EXERCISE AIM: Rewrite every line of the material below, including the requests, and add -19 to each x and y pixel coordinate in the results. Leave out the pictures.

○ ○ ○

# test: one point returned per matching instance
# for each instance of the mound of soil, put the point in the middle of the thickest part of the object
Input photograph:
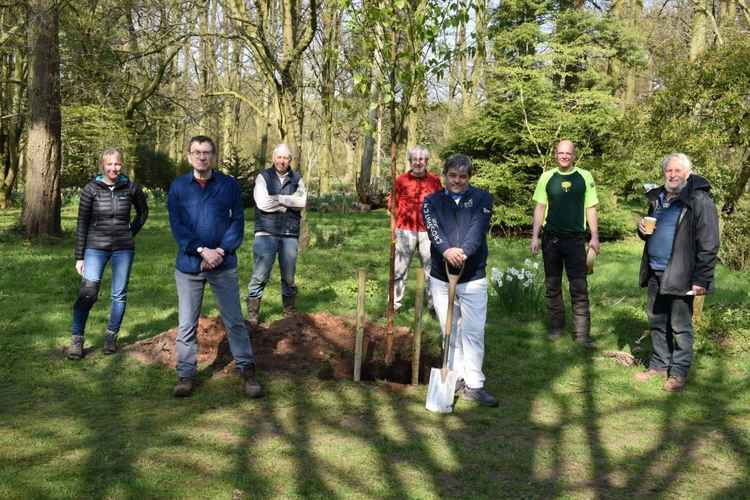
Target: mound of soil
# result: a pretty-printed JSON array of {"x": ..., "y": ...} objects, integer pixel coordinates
[{"x": 302, "y": 343}]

○ ○ ○

OUTPUT FOR THIS TASK:
# test: one point returned per matching instance
# for each instance of the mound of soil, put the point in the middle of the thickest part of the object
Input photograph:
Target: mound of soil
# result: a pretty-printed JSON array of {"x": ..., "y": ...} objects, integer pixel coordinates
[{"x": 283, "y": 324}]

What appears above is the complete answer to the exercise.